EXERCISES TO COMPLETE:
- 1) Answer these from the blog post:
(a) When is the dissertation due, and to which department?
(b) How many exams does the writer sit in mid-May?
(c) At which university did the writer prepare for exams in 2009?
- 2) Please write out the part of the blog post between "After yesterday's horrific" and "slowly get better.", inclusive, word for word.

READING PASSAGE Block Start

After yesterday's horrific shock, I am finally (as of this last hour) getting my emotions/life back under control. I was able to go about a semi-normal routine today and go to the gym, so hopefully tomorrow I'll be able to pretend that everything is alright. Experience has shown that things will slowly get better.
Last week I finished graduate school. Not technically, of course. Technically, I won't be finished graduate school until the final Monday in August when my dissertation is due to the Department of War Studies -- and even then I won't know my final degree results until December/January. But last Friday I finished the final formal instruction component. Beyond April 1st...it is all up to me. I sit for 2 exams in mid-May and then write the dissertation over the summer. Somewhat amazingly, some of my coursemates have already started panicking about the exams and are already chained to the graduate cubicles at the Maughan (especially now that it has gone on to a 24 hour schedule!) I made the mistake of doing this in preparation for my exams in 2009 at the University of Edinburgh and it exacted a considerable toll on my emotional and physical well-being. I made up elaborate study schedules and literally spent an entire month in the library from 9am-3pm. I would wake up, eat breakfast, go to the library for hours, come back, eat lunch, study, go for a run, eat dinner, study some more. Every waking moment was spent studying some aspect of medieval or Jacobean history, which isn't actually as terrible as it sounds for a history nerd such as myself, but does tend to wear a bit thin after a while.

READING PASSAGE Block End
ENTRIES PROVIDED Block Start

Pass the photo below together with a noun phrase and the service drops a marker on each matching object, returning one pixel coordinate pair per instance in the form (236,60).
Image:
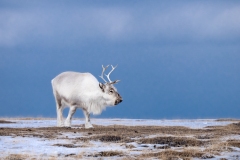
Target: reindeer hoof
(88,125)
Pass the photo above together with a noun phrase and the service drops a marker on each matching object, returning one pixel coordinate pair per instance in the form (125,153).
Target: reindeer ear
(102,86)
(115,82)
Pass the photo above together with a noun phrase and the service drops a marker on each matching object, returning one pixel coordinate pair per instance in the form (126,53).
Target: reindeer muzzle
(118,101)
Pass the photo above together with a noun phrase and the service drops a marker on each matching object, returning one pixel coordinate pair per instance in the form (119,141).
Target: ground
(120,139)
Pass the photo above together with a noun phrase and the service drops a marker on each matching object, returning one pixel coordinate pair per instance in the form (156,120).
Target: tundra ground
(124,142)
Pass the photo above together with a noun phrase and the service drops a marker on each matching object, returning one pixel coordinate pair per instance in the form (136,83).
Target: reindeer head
(110,92)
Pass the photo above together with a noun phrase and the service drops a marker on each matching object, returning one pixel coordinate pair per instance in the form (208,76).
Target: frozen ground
(40,139)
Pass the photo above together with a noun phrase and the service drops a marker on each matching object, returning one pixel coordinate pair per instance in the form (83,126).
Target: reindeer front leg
(68,121)
(87,119)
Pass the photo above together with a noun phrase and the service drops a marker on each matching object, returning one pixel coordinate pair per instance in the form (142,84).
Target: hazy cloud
(47,23)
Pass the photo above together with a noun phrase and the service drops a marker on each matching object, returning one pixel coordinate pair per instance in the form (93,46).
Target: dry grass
(159,142)
(174,141)
(171,154)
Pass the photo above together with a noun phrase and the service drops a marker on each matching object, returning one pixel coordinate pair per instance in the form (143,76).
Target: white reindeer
(82,90)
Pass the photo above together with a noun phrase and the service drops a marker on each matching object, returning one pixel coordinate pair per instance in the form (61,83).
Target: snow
(41,147)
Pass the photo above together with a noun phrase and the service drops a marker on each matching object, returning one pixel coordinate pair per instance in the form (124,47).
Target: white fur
(79,90)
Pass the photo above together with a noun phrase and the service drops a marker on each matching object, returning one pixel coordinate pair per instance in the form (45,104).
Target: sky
(176,59)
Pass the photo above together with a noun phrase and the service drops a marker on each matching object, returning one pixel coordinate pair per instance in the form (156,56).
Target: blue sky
(176,59)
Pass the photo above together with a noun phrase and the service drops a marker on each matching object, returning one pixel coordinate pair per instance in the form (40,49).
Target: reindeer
(82,90)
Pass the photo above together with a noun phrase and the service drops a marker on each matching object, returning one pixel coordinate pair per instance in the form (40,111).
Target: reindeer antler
(104,69)
(110,73)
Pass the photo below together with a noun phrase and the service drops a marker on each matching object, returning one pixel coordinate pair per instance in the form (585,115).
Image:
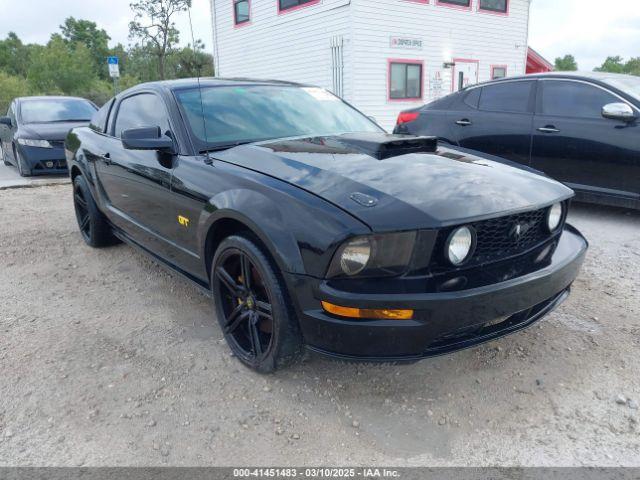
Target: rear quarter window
(99,120)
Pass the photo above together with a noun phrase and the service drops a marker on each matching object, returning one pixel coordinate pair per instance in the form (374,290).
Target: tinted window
(506,97)
(571,99)
(252,113)
(473,97)
(56,110)
(241,11)
(494,5)
(144,110)
(286,4)
(405,80)
(99,120)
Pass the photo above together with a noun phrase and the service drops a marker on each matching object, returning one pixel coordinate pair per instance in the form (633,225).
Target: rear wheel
(251,306)
(4,157)
(94,228)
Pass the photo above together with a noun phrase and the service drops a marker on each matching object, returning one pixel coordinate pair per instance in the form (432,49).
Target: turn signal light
(406,117)
(383,314)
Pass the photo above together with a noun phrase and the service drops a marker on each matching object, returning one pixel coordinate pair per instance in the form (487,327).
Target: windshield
(252,113)
(56,110)
(628,84)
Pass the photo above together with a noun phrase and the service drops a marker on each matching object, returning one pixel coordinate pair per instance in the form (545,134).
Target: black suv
(580,128)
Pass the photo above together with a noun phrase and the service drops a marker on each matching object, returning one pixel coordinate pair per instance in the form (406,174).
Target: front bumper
(444,321)
(44,160)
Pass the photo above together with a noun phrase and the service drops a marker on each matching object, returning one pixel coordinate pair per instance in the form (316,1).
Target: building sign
(406,43)
(114,67)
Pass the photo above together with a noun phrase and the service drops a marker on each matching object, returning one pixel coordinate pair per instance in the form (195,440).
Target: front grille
(498,238)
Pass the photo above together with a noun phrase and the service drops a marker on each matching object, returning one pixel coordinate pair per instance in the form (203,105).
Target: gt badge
(184,221)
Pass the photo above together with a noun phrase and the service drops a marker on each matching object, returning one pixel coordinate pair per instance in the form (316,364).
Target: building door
(465,74)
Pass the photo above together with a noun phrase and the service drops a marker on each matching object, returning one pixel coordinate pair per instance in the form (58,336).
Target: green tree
(14,55)
(95,39)
(60,68)
(612,65)
(632,67)
(11,87)
(153,25)
(189,62)
(566,64)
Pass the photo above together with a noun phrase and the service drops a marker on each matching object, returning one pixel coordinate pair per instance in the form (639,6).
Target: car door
(136,183)
(575,144)
(498,120)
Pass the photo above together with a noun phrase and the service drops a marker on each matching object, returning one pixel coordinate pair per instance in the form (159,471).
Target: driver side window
(573,99)
(142,110)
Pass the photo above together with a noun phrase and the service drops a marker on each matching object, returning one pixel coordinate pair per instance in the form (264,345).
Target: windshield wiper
(224,146)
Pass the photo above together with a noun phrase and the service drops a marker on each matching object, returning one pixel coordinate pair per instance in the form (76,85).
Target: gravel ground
(107,359)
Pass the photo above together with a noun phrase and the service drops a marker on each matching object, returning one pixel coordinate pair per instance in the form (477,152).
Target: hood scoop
(381,146)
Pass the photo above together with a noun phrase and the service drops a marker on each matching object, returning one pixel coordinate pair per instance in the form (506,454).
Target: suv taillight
(406,117)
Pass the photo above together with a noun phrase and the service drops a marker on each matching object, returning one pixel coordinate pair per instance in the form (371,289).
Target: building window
(241,12)
(498,72)
(284,5)
(456,3)
(405,80)
(500,6)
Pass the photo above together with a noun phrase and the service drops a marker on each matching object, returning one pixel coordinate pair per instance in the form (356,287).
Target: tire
(94,228)
(4,157)
(256,319)
(24,172)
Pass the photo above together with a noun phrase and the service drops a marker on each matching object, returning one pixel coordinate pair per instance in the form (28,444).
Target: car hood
(416,190)
(55,131)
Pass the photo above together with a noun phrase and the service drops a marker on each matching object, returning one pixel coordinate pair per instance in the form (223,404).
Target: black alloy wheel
(251,307)
(82,212)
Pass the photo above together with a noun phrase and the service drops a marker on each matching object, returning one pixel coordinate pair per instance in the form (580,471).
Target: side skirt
(203,287)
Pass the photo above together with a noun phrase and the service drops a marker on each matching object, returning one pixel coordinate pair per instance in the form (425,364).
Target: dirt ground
(107,359)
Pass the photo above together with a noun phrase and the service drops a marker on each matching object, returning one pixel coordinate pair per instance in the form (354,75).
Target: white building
(383,56)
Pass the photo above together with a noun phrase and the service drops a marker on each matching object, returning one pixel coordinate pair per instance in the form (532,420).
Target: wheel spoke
(228,282)
(256,346)
(245,267)
(263,309)
(235,319)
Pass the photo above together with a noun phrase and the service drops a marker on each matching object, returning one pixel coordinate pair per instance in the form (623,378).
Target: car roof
(49,97)
(577,75)
(207,82)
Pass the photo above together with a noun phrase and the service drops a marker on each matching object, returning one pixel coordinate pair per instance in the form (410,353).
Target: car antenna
(208,160)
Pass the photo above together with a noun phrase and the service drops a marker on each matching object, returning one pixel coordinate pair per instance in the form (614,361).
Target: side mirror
(618,111)
(148,138)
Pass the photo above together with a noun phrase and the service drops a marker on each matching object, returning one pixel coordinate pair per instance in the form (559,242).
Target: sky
(590,30)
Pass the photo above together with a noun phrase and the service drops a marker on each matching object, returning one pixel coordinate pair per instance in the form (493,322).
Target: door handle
(548,129)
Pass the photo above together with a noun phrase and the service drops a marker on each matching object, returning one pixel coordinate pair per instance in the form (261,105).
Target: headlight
(459,245)
(554,217)
(373,256)
(34,143)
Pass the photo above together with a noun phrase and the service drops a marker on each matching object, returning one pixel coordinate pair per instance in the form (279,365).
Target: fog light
(376,314)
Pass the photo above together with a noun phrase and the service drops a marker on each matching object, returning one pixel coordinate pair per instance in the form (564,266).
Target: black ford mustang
(312,227)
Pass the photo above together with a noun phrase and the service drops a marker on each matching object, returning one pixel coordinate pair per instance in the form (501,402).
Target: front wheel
(251,306)
(94,228)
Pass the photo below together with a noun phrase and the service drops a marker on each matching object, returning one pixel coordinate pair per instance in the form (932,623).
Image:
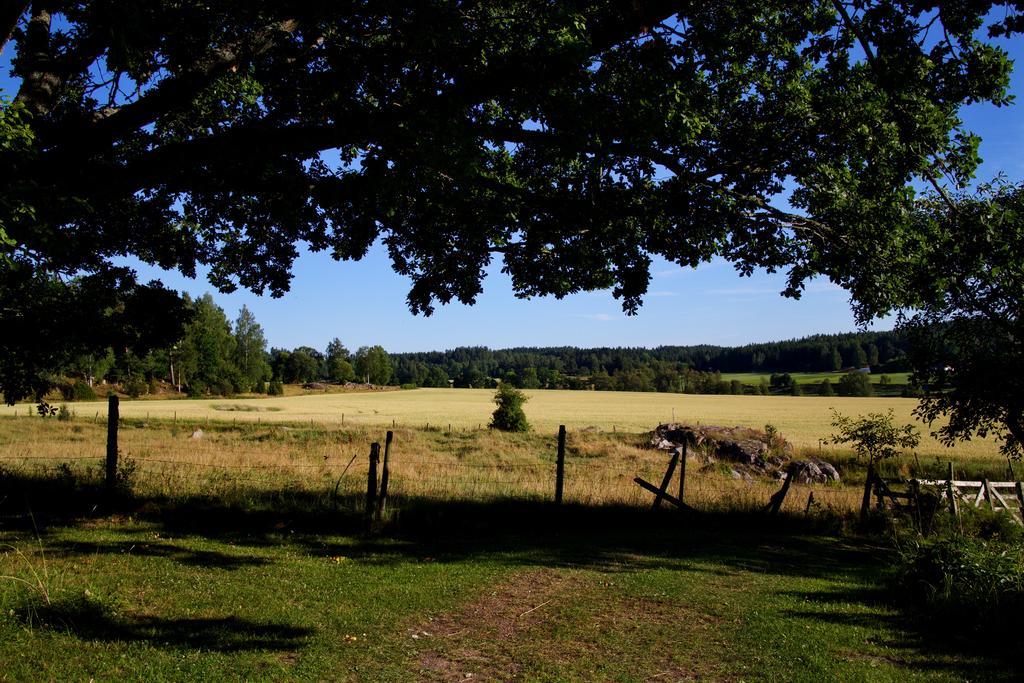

ENTRIES PROVIDED Block End

ANSWERS TO THE PROBLEMS:
- 1)
(a) The final Monday in August, to the Department of War Studies.
(b) Two.
(c) The University of Edinburgh.

- 2)
After yesterday's horrific shock, I am finally (as of this last hour) getting my emotions/life back under control. I was able to go about a semi-normal routine today and go to the gym, so hopefully tomorrow I'll be able to pretend that everything is alright. Experience has shown that things will slowly get better.